*Directives*.
(a) Answer these questions about the speech on Canada's role in the world:
(i) Thirty years ago, what percentage of Gross National Income did Canada contribute in Overseas Development Assistance?
(ii) To what place has Canada dropped in global peacekeeping over the last ten years?
(iii) Which United Nations declaration is named as a right Canada isn't upholding?
(b) Carry on the speech on Canada's role in the world, picking up right after its final line.
* Begin Supplied text *
Canada’s role in the world: Bridging the divide or deepening it?
-University of Quebec at Montreal,
Tue 23 Jan 2007-
I am pleased to be with you today in collaboration with the
Montreal Institute of International Studies and the Centre
d’études sur le droit international et la mondialisation. I
appreciate the clarity that the Institute brings to the
consideration of international issues.
I can tell you that we social democrats have always been great
internationalists and I’m pleased to be with you today to share
with you the NDP’s vision for Canada’s role on the world stage.
The hard-working average Canadians that make this country run also want to make the world a better place. What they seek to build in Canada, they seek to build globally. They wish to build a world that is just, compassionate, generous and peaceful.
They wish for Canada to play a leadership role to ensure human rights are respected and laws are drafted to advance the needs and well-being of people, first and foremost.
They want to bridge the growing global gap between rich and poor, not just here, in Canada, but around the world. They want to build peace and stability and they want sustainable development for their children and grandchildren.
But recent Liberal and Conservative governments have steered Canada away from this vision of the world we seek to build and the role Canada must play in constructing it. If we look at Canada’s recent record on fighting global poverty, promoting peace and tackling planetary climate change, recent Liberal and Conservative governments have taken Canada further and further away from the role we want play on the world stage.
We are contributing less, not more, in Overseas Development Assistance as a percentage of our Gross National Income. Thirty years ago we contributed 0.57% and ranked among the top five donors. Under Paul Martin, it dipped to 0.26% – dragging us down to 14th place among donors. After the NDP budget last year, aid stands at 0.33%.
In the last ten years, Canada has dropped from 8th place to 55th place in terms of global peacekeeping. And today Canada is ranked 28th out of 30 OECD countries in terms of cutting greenhouse gas emissions and smog.
It seems lately that Canada has embraced a world view more in keeping with George Bush than with Tommy Douglas or Lester Pearson.
We see it. And the world sees it. They are puzzled, asking “What’s up with Canada?” Canada used to be a leader, someone who could be counted on – not anymore.
Over the past 10 years, Canada’s credibility on the world stage has been eroded. This hurts Canada when we seek to build relationships, economic or otherwise, or when we seek to influence world events.
Canada is not playing the role we want it to in the world and I believe it is time that people in Quebec and across Canada began to work to change that.
Because it is much more than just our reputation that concerns us. It’s about the rights we aren’t upholding, such as the United Nations declaration on the rights of indigenous peoples. It’s about the opportunities that we are not building. And it’s about our future, which we are putting at risk.
To borrow a line from my friend Stephen Lewis, “we are in a race against time” to take action on the countless challenges facing the world and its people – but today I wish to focus on three areas that best illustrate Canada’s slide in international leadership and suggest another path.
One: The fight against global poverty.
* End Supplied text *
* Begin Provided data *
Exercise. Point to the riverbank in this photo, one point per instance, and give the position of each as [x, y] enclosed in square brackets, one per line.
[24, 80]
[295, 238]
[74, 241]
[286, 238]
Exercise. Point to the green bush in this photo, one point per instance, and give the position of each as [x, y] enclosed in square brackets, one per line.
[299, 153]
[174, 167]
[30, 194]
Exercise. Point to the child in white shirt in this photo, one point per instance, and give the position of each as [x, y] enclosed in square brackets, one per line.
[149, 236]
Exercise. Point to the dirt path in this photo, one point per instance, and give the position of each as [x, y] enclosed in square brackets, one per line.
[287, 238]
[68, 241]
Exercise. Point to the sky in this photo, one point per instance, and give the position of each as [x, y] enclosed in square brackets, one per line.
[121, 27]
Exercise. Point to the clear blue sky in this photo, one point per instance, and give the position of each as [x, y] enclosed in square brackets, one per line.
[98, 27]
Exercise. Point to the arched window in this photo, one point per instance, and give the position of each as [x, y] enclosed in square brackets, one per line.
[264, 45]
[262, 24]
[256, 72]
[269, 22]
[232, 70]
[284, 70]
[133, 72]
* End Provided data *
*The results*.
(a)
(i) 0.57%
(ii) 55th place
(iii) The United Nations declaration on the rights of indigenous peoples

(b)
Two: The efforts to make and keep peace in the world.
Three: Tackling climate change.
* * * * *
The mal-distribution of wealth in our world is a scandal. Almost 3 billion people live on less than $2 per day. Eight hundred million people go to sleep hungry every night.
And the richest two per cent of the world’s people own over half the world’s wealth. It’s hard to believe, but it’s true.
Ordinary Canadians and Quebeckers want this to change. A poll released last year by Leger and Leger clearly shows that Canadians identify the gap between rich and poor as the world’s number one problem.
In 1968, Lester Pearson chaired a commission on international development. He recommended that wealthy countries contribute 0.7% of their Gross National Income toward Overseas Development Assistance. Pearson’s recommendation was endorsed by the World Bank, the OECD and the United Nations.
Forty years have passed since that time. So how are we doing? In 2007, Canada is contributing 0.3% of our GNI. That’s less than half of what Lester Pearson called for.
We need to understand that development assistance is not charity. It is an investment in a sustainable world, and there is a return on that investment – just as Canada’s investment in your education and health care will pay off.
Other countries, most of them in the European Union, are doing much better than we are in moving toward the Point Seven target.
Canada can afford to do better as well. In fact, all parties in the House of Commons agreed with Alexa McDonough in 2005 that the government should set up a plan and a timetable to achieve the Point Seven target by the year 2015. I said “all parties”, and this includes the Conservatives and the Prime Minister. They agreed that to reach the Point Seven target the federal government will have to increase its Overseas Development Assistance budget by about 15% a year between now and 2015.
Today is the one year anniversary of the Stephen Harper Conservative minority government. On election night he remarked: “to Canadians I say this – we will honour your trust, and we will deliver on our commitments.”
One year later, still no movement.
During the leadership debates, Mr. Harper called on Canadians to, quote, “evaluate the promises of the parties…and hold people accountable who don't live up to those promises.”
We intend to hold the Conservatives to their promise. The NDP will insist that any Conservative budget include a clear timetable for raising ODA to 0.7% by the year 2015.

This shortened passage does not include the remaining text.